** Start ENTRIES SUPPLIED **

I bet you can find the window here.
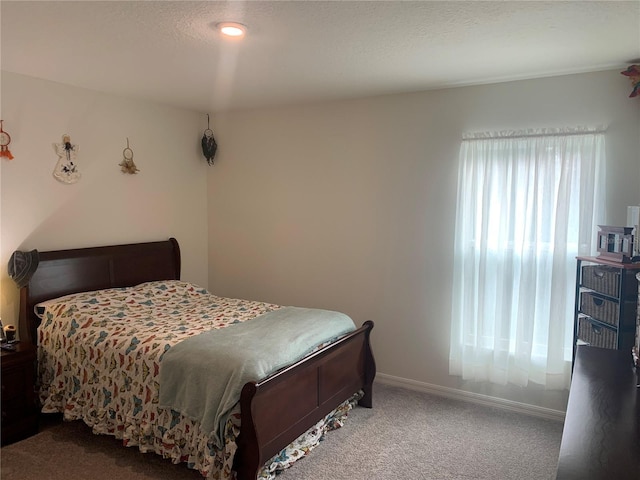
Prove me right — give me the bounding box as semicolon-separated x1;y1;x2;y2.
450;129;605;388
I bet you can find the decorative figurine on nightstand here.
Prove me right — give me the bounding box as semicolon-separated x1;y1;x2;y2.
53;134;80;183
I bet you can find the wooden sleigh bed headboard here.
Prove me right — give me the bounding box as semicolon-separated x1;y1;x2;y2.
19;238;180;344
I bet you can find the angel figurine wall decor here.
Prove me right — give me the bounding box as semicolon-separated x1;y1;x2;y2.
0;120;13;160
118;138;140;175
620;65;640;98
53;134;80;184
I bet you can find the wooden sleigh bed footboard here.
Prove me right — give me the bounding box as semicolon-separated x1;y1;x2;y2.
19;238;376;480
234;321;376;480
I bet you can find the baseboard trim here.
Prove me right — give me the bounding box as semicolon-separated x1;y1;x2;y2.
375;373;565;422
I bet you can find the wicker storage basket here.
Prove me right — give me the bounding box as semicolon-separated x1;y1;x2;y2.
581;265;637;298
578;317;618;349
580;292;636;328
582;265;620;297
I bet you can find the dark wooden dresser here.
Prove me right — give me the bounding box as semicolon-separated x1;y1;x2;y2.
0;342;38;445
556;345;640;480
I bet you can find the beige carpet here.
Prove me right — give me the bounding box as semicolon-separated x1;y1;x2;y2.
0;384;562;480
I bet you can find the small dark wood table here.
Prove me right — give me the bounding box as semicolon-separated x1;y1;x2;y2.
556;345;640;480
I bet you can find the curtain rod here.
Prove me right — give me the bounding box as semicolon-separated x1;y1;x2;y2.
462;127;607;140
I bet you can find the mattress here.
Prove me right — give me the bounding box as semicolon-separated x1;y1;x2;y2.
36;281;357;480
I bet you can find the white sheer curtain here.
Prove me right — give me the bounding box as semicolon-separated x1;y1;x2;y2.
450;128;605;388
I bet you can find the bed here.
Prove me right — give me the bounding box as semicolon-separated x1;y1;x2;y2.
20;238;375;480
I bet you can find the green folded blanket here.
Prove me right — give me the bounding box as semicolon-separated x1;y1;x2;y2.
160;307;356;448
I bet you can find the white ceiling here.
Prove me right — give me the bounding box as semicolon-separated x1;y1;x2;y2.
0;0;640;113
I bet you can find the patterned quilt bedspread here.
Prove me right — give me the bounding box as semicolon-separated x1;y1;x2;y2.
37;281;354;480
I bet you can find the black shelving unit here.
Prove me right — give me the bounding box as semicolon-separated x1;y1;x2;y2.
573;257;640;358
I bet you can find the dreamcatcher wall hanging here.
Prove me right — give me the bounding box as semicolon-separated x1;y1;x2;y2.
0;120;13;160
118;138;140;174
202;114;218;165
53;134;80;183
620;65;640;98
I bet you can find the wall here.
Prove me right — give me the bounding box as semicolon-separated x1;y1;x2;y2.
208;70;640;409
0;72;209;334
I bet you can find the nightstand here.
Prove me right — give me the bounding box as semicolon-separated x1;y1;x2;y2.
0;342;38;445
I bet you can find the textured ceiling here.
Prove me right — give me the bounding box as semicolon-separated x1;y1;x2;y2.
0;0;640;113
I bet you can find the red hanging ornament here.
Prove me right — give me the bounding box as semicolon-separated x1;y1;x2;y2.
0;120;13;160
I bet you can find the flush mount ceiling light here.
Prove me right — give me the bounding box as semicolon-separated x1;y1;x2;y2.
216;22;247;38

** End ENTRIES SUPPLIED **

_TASK BRIEF_:
Rescale the data between the lines containing "I bet you can find the wicker" and "36;281;357;480", inclusive: write out every line again, multiplying each bounding-box coordinate in the answers by 1.9 and rounding to the nearest whole number (halves round up), while leaving all other text unchanged.

_ANSWER_:
I bet you can find the wicker storage basket here.
Prove me right — give me the bounding box as semicolon-separated x1;y1;x2;y2.
1104;504;1210;566
1098;602;1174;663
1102;555;1208;623
1106;504;1178;564
I bet you can find the dark wooden dresser here.
Prove me right — give me the bounding box as semicolon-separated x1;y1;x2;y2.
0;650;72;846
1056;656;1216;912
I bet you can find the beige carpet here.
Prove me right — give me the bounding box as semicolon-separated x1;y1;x2;y2.
0;730;1068;912
I bet you can find the small dark wood table here.
Prove me right — give me the bounding box as semicolon-separated x1;y1;x2;y2.
1056;656;1216;912
I bet you can find the curtain rod here.
Prove me right — give me the bounding box as semicolon-separated x1;y1;x2;y2.
878;241;1153;266
I bet you can find the mattress here.
Prove me right — give me the bounding box as semicolon-separated x1;y1;x2;y2.
68;534;678;912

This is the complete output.